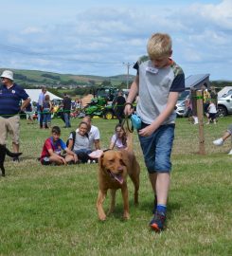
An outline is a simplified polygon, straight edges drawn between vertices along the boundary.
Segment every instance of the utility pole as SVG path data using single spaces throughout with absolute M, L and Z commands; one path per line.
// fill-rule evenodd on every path
M 133 65 L 133 64 L 130 63 L 123 63 L 127 66 L 127 89 L 129 88 L 129 68 Z

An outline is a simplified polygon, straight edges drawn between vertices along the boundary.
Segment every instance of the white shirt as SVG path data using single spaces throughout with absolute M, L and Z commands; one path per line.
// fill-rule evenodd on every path
M 211 114 L 216 114 L 217 113 L 217 109 L 214 103 L 210 103 L 208 106 L 208 113 Z

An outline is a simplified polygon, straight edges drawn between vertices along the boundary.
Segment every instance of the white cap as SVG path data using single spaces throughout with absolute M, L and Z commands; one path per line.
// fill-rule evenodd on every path
M 8 78 L 8 79 L 13 81 L 13 72 L 10 70 L 4 70 L 2 75 L 1 75 L 1 78 Z

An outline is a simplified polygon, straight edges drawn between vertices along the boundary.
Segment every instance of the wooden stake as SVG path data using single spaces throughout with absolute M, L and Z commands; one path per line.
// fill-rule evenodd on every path
M 204 136 L 203 91 L 197 91 L 197 117 L 199 121 L 199 154 L 205 155 Z

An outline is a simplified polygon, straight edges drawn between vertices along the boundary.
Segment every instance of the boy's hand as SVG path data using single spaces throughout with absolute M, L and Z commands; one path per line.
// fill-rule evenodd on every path
M 156 130 L 155 127 L 152 125 L 148 125 L 147 127 L 141 129 L 138 131 L 138 134 L 143 137 L 149 137 L 151 136 L 154 131 Z
M 124 107 L 125 116 L 131 116 L 134 112 L 134 108 L 131 103 L 126 103 Z

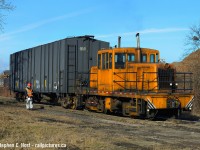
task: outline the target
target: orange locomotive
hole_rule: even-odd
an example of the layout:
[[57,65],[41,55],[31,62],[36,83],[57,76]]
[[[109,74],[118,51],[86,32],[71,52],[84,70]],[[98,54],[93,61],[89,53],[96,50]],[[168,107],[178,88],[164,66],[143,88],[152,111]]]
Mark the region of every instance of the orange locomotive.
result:
[[98,51],[85,107],[147,118],[179,117],[182,110],[191,110],[192,74],[176,72],[171,64],[159,62],[159,51],[140,48],[139,34],[136,37],[136,48]]

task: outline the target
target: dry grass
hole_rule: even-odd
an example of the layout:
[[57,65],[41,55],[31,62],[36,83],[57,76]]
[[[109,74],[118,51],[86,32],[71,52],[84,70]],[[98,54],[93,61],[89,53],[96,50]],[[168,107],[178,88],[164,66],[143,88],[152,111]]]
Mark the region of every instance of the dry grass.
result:
[[[44,109],[41,109],[44,106]],[[200,122],[149,121],[59,106],[24,103],[0,97],[0,143],[66,144],[60,150],[158,150],[199,147]],[[184,135],[184,136],[183,136]],[[184,139],[182,139],[184,137]],[[177,140],[178,139],[178,140]],[[181,142],[181,140],[185,140]],[[40,148],[42,149],[42,148]],[[49,149],[49,148],[43,148]]]
[[[24,104],[12,102],[7,99],[0,105],[0,143],[66,144],[63,149],[74,150],[109,147],[106,139],[98,138],[105,137],[106,133],[102,135],[104,133],[87,127],[77,119],[44,113],[46,110],[28,111]],[[54,108],[45,106],[45,109]],[[28,149],[37,148],[32,146]]]

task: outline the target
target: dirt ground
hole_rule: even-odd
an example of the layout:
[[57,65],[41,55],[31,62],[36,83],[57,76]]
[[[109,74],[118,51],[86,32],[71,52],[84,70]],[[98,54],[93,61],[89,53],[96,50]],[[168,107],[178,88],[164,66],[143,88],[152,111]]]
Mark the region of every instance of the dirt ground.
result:
[[47,104],[34,104],[30,111],[22,102],[0,97],[0,149],[3,147],[196,150],[200,149],[200,120],[188,113],[182,120],[132,119]]

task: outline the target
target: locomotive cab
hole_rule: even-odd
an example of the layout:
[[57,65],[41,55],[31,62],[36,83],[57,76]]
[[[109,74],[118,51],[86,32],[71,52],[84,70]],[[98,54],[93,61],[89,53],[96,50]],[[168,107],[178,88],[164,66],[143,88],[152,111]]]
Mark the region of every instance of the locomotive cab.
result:
[[[140,51],[140,52],[138,52]],[[114,48],[98,51],[98,65],[91,68],[90,87],[99,91],[137,91],[154,88],[156,82],[145,87],[144,72],[151,72],[147,80],[156,80],[159,51],[147,48]],[[97,80],[98,79],[98,80]]]

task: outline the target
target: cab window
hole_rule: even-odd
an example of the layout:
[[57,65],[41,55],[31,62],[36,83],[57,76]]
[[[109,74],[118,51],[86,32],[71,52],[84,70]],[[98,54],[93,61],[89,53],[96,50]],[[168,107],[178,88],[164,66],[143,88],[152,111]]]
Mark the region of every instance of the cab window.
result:
[[112,69],[112,53],[109,54],[109,69]]
[[101,69],[101,54],[98,54],[98,69]]
[[109,65],[109,59],[108,59],[108,53],[102,54],[102,69],[108,69]]
[[126,59],[124,53],[115,53],[115,69],[124,69],[125,60]]
[[156,62],[158,62],[158,61],[159,61],[159,55],[156,54]]
[[128,62],[134,62],[135,61],[135,54],[128,54]]
[[142,62],[147,62],[147,54],[142,54]]
[[150,62],[155,63],[155,55],[154,54],[150,55]]

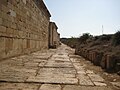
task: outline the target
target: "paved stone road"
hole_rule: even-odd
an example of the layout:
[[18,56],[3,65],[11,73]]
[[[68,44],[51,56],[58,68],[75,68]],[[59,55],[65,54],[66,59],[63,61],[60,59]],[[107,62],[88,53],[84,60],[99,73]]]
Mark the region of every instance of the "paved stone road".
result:
[[112,90],[105,80],[61,45],[0,62],[0,90]]

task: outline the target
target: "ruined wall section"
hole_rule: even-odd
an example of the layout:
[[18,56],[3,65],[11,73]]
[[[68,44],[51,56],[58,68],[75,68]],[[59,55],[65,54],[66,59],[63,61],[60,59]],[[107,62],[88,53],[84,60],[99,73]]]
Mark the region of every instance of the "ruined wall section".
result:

□ □ □ □

#### [Directions]
Every record above must be given again exactly; drop the pictures.

#### [Written reply]
An outline is a simplified polygon, straight edges drawn between vertices along the boundary.
Segment every instance of the utility pole as SVG path data using single spaces throughout with absolute M, L and Z commands; one path per line.
// fill-rule evenodd on every path
M 133 65 L 133 64 L 130 63 L 123 63 L 127 66 L 127 89 L 129 88 L 129 68 Z

An outline is a simplified polygon, straight edges drawn between vertices along the boundary.
Segment every instance of the white shirt as SVG path data using single spaces throughout with absolute M, L and Z commands; one path per line.
// fill-rule evenodd on every path
M 211 114 L 216 114 L 217 113 L 217 109 L 214 103 L 210 103 L 208 106 L 208 113 Z

An outline is a simplified polygon, straight edges drawn between vertices along the boundary.
Segment every instance of the white cap as SVG path data using single spaces throughout with absolute M, L and Z commands; one path per line.
// fill-rule evenodd on every path
M 8 78 L 8 79 L 13 81 L 13 72 L 10 70 L 4 70 L 2 75 L 1 75 L 1 78 Z

An outline is a simplified polygon, straight edges drawn between vertices along the boundary.
Segment every instance of the wooden stake as SVG path data using single spaces throughout with absolute M, L and Z commands; one path per line.
// fill-rule evenodd on every path
M 204 136 L 203 91 L 197 91 L 197 117 L 199 121 L 199 154 L 205 155 Z

An outline is a simplified polygon, straight edges drawn between vertices along the boundary.
Segment every instance of the boy's hand as SVG path data using single spaces throughout with absolute M, L and Z commands; one path per line.
// fill-rule evenodd on every path
M 156 130 L 155 127 L 152 125 L 148 125 L 147 127 L 141 129 L 138 131 L 138 134 L 143 137 L 149 137 L 151 136 L 154 131 Z
M 124 107 L 125 116 L 131 116 L 134 112 L 134 108 L 131 103 L 126 103 Z

task: outline the target
target: orange locomotive
hole_rule: even-odd
an example of the layout:
[[57,65],[41,55],[31,62],[36,83],[57,76]]
[[[109,74],[118,51],[86,32],[71,52],[84,70]],[[98,54],[93,61],[89,53],[96,50]],[[168,107],[178,88],[164,66],[143,88],[152,111]]]
Mark the region of every instance of the orange locomotive.
result:
[[98,51],[85,107],[147,118],[179,117],[182,110],[191,110],[192,74],[176,72],[171,64],[159,62],[159,51],[140,48],[139,34],[136,37],[136,48]]

task: outline the target
target: dry grass
hole_rule: even-odd
an example of the layout:
[[57,65],[41,55],[31,62],[36,83],[57,76]]
[[[109,74],[118,51],[86,32],[71,52],[84,70]],[[98,54],[93,61],[89,53],[96,50]],[[168,107],[178,88],[164,66],[143,88],[152,111]]]
Mark the region of every instance of the dry grass.
result:
[[[44,109],[41,109],[44,106]],[[200,122],[149,121],[59,106],[24,103],[0,97],[0,143],[66,144],[60,150],[158,150],[199,147]],[[184,135],[184,136],[183,136]],[[184,139],[182,139],[184,137]],[[177,140],[178,139],[178,140]],[[181,142],[181,140],[185,140]],[[40,148],[42,149],[42,148]],[[49,149],[49,148],[43,148]]]
[[[24,104],[12,102],[7,99],[0,105],[0,143],[66,144],[63,149],[74,150],[109,147],[106,139],[98,138],[105,137],[106,133],[102,135],[104,133],[87,127],[77,119],[44,113],[46,110],[28,111]],[[54,108],[45,106],[45,109]],[[28,149],[37,148],[32,146]]]

task: outline the target
target: dirt ground
hole_rule: even-odd
an example of the layout:
[[57,65],[41,55],[31,62],[36,83],[57,76]]
[[[109,74],[118,51],[86,32],[71,52],[84,70]],[[98,54],[93,61],[89,53],[96,50]],[[168,107],[178,88],[164,66],[143,88],[152,111]]]
Mark the region of every instance of the dirt ground.
result:
[[47,104],[34,104],[30,111],[22,102],[0,97],[0,149],[3,147],[196,150],[200,149],[200,120],[188,113],[182,120],[132,119]]

task: outline the target
target: locomotive cab
hole_rule: even-odd
an example of the layout:
[[57,65],[41,55],[31,62],[36,83],[57,76]]
[[[109,74],[118,51],[86,32],[71,52],[84,70]],[[98,54],[93,61],[89,53],[96,50]],[[168,107],[178,88],[164,66],[143,88],[152,111]]]
Mark the region of every instance of the locomotive cab.
result:
[[[140,51],[140,52],[138,52]],[[114,48],[98,51],[98,65],[91,68],[90,87],[99,91],[137,91],[154,88],[156,82],[145,87],[144,72],[151,72],[147,80],[156,80],[159,51],[147,48]],[[97,80],[98,79],[98,80]]]

task: outline the target
target: cab window
hole_rule: even-odd
an example of the layout:
[[57,65],[41,55],[31,62],[36,83],[57,76]]
[[[109,74],[118,51],[86,32],[71,52],[84,70]],[[98,54],[93,61],[89,53],[96,50]],[[168,107],[178,88],[164,66],[143,88],[152,111]]]
Mark the region of every instance of the cab window.
result:
[[112,69],[112,53],[109,54],[109,69]]
[[101,69],[101,54],[98,54],[98,69]]
[[109,65],[109,59],[108,59],[108,53],[102,54],[102,69],[108,69]]
[[126,59],[124,53],[115,53],[115,69],[124,69],[125,60]]
[[156,62],[158,62],[158,61],[159,61],[159,55],[156,54]]
[[128,62],[134,62],[135,61],[135,54],[128,54]]
[[142,62],[147,62],[147,54],[142,54]]
[[150,62],[155,63],[155,55],[154,54],[150,55]]

task: outline the target
target: "paved stone road"
hole_rule: even-odd
an example of the layout:
[[18,56],[3,65],[11,73]]
[[[68,44],[51,56],[58,68],[75,68]],[[59,55],[65,54],[66,59],[63,61],[60,59]],[[107,62],[88,53],[84,60],[99,73]]]
Mark the region of every instance of the "paved stone road".
result:
[[112,90],[105,80],[61,45],[0,62],[0,90]]

task: outline the target
target: "ruined wall section"
hole_rule: even-odd
an example of the layout:
[[18,56],[3,65],[11,73]]
[[[68,44],[51,56],[58,68],[75,68]],[[59,55],[65,54],[66,59],[63,61],[60,59]],[[107,62],[88,53],[84,60],[99,73]]]
Mark the region of every instance of the "ruined wall section".
result:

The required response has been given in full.